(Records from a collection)
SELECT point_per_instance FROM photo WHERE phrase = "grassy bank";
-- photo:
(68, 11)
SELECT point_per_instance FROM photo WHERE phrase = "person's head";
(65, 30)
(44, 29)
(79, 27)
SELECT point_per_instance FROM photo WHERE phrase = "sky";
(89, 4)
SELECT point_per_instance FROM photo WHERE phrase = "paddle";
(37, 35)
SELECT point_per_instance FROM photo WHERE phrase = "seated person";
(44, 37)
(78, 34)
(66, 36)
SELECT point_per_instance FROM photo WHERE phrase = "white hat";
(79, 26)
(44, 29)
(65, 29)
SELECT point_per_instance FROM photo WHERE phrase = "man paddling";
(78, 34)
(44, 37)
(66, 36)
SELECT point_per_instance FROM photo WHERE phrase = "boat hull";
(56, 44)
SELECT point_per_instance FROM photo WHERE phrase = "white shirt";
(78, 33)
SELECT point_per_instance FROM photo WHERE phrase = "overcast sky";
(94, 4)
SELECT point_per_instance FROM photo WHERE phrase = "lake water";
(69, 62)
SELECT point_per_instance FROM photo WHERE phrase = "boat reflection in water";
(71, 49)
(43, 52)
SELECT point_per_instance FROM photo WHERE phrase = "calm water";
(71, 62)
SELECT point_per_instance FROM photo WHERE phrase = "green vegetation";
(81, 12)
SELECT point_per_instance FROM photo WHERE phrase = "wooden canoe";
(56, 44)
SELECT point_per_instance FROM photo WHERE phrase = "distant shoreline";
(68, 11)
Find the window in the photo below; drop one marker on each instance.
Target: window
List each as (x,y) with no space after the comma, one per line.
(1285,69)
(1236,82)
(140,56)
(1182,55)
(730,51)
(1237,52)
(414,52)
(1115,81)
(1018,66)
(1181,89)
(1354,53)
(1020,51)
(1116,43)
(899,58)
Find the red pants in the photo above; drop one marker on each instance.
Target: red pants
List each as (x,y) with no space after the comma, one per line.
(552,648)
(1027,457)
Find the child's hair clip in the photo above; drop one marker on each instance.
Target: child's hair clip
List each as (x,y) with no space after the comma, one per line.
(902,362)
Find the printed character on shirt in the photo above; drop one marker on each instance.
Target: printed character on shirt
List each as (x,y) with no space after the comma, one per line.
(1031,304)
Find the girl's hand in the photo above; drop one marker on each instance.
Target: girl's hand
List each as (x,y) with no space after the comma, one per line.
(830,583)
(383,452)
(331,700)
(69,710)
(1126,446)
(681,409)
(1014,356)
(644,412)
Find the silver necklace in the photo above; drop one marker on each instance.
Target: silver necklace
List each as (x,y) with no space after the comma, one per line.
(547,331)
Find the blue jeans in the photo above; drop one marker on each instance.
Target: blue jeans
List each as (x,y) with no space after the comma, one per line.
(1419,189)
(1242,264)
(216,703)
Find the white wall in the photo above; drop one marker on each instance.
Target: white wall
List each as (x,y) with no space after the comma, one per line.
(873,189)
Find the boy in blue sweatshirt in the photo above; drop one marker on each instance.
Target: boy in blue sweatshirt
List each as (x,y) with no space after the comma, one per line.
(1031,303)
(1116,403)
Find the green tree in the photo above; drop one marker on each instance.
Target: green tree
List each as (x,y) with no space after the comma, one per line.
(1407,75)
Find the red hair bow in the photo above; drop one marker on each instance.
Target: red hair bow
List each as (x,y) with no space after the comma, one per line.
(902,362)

### Given exercise
Please reproduce every line of the listing above without any changes.

### Task output
SELECT point_per_instance FROM photo WHERE phrase = "grassy bank";
-- photo:
(68, 11)
SELECT point_per_instance FROM photo WHERE phrase = "person's head";
(65, 30)
(44, 29)
(79, 27)
SELECT point_per_instance FROM photo WHERE phrase = "sky";
(89, 4)
SELECT point_per_instance FROM photo WHERE phrase = "paddle";
(37, 35)
SELECT point_per_instance FROM photo WHERE phrase = "seated person";
(44, 37)
(78, 34)
(66, 36)
SELECT point_per_instance FROM photo WHERE phrase = "white hat";
(79, 26)
(44, 29)
(65, 29)
SELECT point_per_instance FROM photo WHERE phrase = "man paddling";
(78, 34)
(44, 37)
(66, 36)
SELECT point_per_instance FROM photo WHERE phrase = "boat hull";
(56, 44)
SELECT point_per_instance FROM photo WHERE phrase = "white shirt";
(78, 33)
SELECT point_per_instance FROM photo WHERE phrase = "overcast sky";
(94, 4)
SELECT point_per_instance FROM photo WHERE phrase = "lake water";
(69, 62)
SELECT point_per_instance FROM photo WHERE phrase = "boat reflection in water";
(71, 49)
(43, 52)
SELECT point_per_instance FROM photo WHERE phrase = "calm water";
(71, 62)
SELECT point_per_instance FROM photo WHERE phrase = "green vegetation";
(81, 12)
SELECT point_per_instance FROM photo WHERE phrase = "wooden canoe";
(56, 44)
SELECT point_per_instance FROM photo WHERE phrase = "distant shoreline";
(68, 11)
Find the window in the photo below; drop one marker on each instance.
Target: window
List each as (x,y) with no space after the comma, one per line.
(1285,69)
(1236,82)
(140,56)
(1182,55)
(730,51)
(1237,52)
(414,52)
(1115,81)
(1018,66)
(1181,89)
(1354,53)
(1020,51)
(1116,43)
(899,58)
Find the red pants in the photo above; drop one marker on each instance.
Target: red pants
List each as (x,y) with no space after the comma, one per line.
(552,648)
(1027,457)
Find the child's hair clip in the photo above; drop one marker on each instance.
Target: child's hair clip
List each as (x,y) with no space after the comma, one per line.
(902,362)
Find the printed character on shirt in the photo above; drop one marker on each instance.
Target: printed character on shirt
List each as (x,y) with no space after the comma, one per line.
(1031,304)
Find the girl's hand in the photo above; drop one marker on each instance.
Target: girl's hand
List each as (x,y) with no space after the comma, one per line.
(830,583)
(383,452)
(331,700)
(69,710)
(1126,446)
(681,409)
(1014,356)
(644,412)
Find the silver necklace in the photo above; drop one marker on each instance.
Target: silver necklace
List each as (x,y) with no space after the comma, one per line.
(547,331)
Find the blue jeans in the photo above; drop one marker on each instance.
Target: blue jeans
List each as (x,y) with no space after the comma, one per line.
(1419,189)
(1242,264)
(216,703)
Find the white wall in the photo above; drop one marker on each instance.
Target: white wall
List each as (x,y) with no space after the comma, one per line.
(873,189)
Find the boy in blue sweatshirt in the photo above; drop one marker on each instance.
Target: boy in blue sweatshirt
List each as (x,y) with no space after the comma, one per line.
(1031,303)
(1116,403)
Find the green tree in the photo above; drop one marker on each instance.
Target: green tree
List each as (x,y) with no space after the comma, one per line.
(1407,75)
Find the red hair bow in the photo above; drop one marker on each instance.
Target: red hair bow
List each as (x,y) with no space after the comma, one per line.
(902,362)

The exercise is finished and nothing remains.